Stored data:
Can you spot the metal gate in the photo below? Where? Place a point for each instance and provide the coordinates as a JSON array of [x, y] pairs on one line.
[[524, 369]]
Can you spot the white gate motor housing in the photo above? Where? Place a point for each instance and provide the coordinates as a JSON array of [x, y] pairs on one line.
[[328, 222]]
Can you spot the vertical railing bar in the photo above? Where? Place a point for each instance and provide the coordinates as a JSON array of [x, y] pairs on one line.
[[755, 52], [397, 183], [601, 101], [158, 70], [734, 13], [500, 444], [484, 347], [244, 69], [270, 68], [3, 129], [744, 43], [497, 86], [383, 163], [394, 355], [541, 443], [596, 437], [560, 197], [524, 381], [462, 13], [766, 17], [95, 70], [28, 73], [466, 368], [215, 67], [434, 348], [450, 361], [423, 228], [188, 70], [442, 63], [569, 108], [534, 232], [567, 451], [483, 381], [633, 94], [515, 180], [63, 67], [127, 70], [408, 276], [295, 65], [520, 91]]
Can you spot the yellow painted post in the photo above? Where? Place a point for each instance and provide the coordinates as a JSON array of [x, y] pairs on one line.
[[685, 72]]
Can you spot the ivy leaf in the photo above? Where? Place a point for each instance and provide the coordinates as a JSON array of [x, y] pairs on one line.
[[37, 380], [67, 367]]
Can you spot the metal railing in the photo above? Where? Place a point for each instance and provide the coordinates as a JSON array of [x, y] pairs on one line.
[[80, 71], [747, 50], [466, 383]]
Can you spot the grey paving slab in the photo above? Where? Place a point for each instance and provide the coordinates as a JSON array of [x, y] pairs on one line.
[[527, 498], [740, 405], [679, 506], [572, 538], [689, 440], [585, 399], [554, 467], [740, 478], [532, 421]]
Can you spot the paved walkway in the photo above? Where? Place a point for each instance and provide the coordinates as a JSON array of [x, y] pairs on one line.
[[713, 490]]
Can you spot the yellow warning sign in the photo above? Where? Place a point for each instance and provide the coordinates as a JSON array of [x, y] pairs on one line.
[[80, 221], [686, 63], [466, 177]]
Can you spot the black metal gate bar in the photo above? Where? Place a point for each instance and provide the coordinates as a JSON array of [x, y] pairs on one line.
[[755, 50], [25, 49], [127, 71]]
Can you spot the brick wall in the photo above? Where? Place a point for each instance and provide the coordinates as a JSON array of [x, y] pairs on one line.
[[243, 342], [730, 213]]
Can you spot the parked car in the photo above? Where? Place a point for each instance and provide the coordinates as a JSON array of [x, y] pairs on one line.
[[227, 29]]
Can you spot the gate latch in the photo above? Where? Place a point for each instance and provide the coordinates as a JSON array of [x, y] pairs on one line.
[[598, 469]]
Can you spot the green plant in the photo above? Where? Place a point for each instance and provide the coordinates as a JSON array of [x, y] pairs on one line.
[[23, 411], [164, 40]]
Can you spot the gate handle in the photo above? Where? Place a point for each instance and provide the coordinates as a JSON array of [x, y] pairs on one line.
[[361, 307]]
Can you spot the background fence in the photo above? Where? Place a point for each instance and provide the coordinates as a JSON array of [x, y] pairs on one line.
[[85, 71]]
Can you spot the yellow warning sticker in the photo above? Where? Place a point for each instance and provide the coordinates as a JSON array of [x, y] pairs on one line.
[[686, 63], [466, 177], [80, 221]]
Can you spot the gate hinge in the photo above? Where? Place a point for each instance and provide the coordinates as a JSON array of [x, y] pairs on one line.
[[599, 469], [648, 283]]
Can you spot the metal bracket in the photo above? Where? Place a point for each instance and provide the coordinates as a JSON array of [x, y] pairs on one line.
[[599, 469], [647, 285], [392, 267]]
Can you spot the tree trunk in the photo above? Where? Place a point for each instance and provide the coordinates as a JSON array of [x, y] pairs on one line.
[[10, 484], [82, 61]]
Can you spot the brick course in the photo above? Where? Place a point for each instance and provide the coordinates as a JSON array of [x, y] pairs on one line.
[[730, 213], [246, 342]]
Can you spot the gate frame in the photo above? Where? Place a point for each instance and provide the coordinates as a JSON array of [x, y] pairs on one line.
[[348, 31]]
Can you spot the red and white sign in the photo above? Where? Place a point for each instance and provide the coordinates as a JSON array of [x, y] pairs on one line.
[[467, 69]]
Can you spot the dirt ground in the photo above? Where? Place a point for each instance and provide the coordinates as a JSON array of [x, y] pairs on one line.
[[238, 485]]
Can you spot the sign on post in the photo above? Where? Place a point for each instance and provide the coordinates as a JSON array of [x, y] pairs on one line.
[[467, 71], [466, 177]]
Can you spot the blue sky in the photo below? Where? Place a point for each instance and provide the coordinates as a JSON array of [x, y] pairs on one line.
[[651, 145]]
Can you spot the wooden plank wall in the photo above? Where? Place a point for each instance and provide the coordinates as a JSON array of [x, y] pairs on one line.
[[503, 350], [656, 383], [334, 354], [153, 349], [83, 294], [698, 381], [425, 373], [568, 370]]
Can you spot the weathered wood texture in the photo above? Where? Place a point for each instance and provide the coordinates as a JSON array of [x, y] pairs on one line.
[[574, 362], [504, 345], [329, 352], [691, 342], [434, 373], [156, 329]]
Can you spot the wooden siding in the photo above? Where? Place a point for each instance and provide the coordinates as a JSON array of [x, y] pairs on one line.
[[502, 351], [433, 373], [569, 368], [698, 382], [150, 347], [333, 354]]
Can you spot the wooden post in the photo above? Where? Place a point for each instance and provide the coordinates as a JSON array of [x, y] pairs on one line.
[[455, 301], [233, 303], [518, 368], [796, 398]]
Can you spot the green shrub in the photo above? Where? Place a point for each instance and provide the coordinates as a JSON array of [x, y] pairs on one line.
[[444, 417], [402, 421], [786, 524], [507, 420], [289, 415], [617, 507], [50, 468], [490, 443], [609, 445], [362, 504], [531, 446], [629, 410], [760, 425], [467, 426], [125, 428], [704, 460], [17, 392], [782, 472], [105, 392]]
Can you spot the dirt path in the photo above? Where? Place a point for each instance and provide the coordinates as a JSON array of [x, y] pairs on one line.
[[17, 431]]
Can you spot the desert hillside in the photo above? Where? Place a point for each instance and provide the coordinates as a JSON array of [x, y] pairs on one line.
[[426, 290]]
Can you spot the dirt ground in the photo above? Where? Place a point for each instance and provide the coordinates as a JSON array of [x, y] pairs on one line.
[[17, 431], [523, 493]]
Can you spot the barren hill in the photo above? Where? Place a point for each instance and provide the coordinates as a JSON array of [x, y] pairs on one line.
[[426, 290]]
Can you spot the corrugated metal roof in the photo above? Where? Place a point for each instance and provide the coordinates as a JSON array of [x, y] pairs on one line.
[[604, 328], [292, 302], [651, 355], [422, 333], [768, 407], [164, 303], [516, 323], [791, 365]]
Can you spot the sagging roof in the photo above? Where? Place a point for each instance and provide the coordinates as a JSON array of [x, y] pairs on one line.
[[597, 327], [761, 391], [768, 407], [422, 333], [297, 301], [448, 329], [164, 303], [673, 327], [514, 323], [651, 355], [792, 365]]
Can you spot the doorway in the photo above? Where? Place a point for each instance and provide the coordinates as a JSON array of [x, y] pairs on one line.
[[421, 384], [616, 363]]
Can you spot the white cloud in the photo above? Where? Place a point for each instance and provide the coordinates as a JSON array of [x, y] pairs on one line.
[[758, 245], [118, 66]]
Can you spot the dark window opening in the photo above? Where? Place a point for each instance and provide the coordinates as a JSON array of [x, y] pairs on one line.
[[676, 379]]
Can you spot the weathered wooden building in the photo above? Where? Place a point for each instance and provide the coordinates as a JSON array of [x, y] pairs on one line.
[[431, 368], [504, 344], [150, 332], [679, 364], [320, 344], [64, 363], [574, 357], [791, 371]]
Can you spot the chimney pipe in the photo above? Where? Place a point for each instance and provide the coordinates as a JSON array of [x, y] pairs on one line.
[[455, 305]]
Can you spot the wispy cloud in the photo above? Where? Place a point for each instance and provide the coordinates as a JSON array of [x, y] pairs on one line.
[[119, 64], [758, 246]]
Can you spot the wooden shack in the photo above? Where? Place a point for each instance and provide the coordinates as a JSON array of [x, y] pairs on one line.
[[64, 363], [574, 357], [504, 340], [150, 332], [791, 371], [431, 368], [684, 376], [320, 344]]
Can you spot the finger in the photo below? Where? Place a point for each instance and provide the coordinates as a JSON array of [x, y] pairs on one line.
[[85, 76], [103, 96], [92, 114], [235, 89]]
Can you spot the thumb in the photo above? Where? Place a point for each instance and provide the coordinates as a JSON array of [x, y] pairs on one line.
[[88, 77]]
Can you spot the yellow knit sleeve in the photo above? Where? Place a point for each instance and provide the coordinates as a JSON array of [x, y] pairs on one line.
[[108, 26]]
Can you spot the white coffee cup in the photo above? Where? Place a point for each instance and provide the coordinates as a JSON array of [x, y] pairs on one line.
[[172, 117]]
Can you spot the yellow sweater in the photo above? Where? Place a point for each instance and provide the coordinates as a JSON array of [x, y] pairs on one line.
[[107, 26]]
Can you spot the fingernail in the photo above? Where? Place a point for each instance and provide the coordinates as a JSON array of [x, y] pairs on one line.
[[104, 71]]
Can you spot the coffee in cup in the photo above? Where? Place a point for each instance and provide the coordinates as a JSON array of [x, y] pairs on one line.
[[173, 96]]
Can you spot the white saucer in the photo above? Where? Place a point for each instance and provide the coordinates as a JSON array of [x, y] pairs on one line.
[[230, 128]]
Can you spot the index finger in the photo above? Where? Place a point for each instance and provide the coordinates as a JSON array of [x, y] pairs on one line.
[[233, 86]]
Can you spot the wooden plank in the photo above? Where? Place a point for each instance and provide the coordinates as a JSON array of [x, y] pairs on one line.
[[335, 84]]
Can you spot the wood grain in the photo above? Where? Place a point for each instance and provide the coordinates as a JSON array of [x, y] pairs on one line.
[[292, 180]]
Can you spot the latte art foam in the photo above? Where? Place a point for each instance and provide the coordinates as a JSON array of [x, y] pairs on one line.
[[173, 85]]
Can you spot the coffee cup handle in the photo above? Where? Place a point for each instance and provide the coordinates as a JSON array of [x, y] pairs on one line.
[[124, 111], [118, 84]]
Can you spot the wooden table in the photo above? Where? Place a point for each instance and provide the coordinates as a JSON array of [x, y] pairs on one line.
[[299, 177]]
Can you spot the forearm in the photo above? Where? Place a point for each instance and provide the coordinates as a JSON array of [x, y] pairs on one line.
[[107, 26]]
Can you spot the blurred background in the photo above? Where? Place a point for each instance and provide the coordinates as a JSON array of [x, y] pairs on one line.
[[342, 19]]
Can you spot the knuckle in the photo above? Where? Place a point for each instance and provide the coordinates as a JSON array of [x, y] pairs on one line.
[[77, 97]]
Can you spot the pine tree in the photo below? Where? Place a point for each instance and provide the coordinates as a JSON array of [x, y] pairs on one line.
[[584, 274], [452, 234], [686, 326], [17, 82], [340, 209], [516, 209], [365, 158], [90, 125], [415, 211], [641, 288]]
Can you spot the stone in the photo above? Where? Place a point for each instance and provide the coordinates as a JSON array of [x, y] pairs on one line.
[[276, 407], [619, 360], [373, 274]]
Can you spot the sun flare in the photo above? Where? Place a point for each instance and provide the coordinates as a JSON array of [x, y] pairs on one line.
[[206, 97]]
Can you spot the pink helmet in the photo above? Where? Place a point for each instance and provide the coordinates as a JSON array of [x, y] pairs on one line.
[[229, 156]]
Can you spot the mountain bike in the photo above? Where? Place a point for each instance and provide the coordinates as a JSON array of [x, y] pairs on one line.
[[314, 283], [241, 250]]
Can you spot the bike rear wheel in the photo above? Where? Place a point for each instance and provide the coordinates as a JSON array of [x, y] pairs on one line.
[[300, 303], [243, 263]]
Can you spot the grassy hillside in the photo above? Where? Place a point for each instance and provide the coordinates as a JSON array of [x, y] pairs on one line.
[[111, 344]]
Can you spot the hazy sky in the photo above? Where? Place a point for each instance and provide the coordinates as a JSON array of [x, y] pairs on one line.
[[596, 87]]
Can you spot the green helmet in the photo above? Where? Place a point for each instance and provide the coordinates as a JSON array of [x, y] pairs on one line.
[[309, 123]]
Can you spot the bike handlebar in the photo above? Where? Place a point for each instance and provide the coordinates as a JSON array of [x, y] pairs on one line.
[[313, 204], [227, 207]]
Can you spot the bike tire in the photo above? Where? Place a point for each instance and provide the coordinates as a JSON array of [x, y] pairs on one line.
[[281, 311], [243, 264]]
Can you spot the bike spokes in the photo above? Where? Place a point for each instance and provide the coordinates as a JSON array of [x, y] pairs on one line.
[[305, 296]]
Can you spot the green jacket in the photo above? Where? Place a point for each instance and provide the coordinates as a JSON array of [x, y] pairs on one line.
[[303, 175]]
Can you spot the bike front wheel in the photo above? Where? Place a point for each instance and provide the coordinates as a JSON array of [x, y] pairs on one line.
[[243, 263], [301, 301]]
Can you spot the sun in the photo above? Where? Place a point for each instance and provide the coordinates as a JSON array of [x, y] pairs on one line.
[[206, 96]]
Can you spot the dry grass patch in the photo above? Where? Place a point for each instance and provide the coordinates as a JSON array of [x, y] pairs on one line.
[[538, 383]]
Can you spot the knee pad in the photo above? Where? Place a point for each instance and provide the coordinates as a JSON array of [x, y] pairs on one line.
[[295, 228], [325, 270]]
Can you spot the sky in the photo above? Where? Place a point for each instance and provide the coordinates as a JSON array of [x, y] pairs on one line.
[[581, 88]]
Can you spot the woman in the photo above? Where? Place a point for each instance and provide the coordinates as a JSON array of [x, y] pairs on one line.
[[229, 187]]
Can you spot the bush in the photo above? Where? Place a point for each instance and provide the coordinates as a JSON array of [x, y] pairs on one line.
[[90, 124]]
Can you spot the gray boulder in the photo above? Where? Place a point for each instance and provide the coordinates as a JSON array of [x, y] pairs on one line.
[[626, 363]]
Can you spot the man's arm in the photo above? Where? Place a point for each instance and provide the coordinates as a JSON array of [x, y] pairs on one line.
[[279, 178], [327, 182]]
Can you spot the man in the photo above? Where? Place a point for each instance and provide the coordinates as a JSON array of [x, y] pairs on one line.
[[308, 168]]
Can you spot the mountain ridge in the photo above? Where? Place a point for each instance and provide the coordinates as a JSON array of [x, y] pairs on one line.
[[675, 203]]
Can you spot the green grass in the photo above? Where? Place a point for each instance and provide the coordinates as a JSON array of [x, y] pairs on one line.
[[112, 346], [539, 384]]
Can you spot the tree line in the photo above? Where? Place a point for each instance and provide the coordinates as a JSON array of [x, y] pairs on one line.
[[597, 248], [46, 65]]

> [What this task involves]:
Return, word for word, the line containing "Can you spot the green grass" and all lines after it through the last line of the records, and nothing else.

> [Solution]:
Can you spot the green grass in the photo above? Where? Place a point for each instance and provide the coordinates as a JSON array of [x, y] pairs on one line.
[[112, 346], [539, 384]]
Can you spot the tree line in the photo above? Where? Place a point for each instance and provide the coordinates as a JSON array of [x, y] pairs on one line.
[[597, 248], [46, 65]]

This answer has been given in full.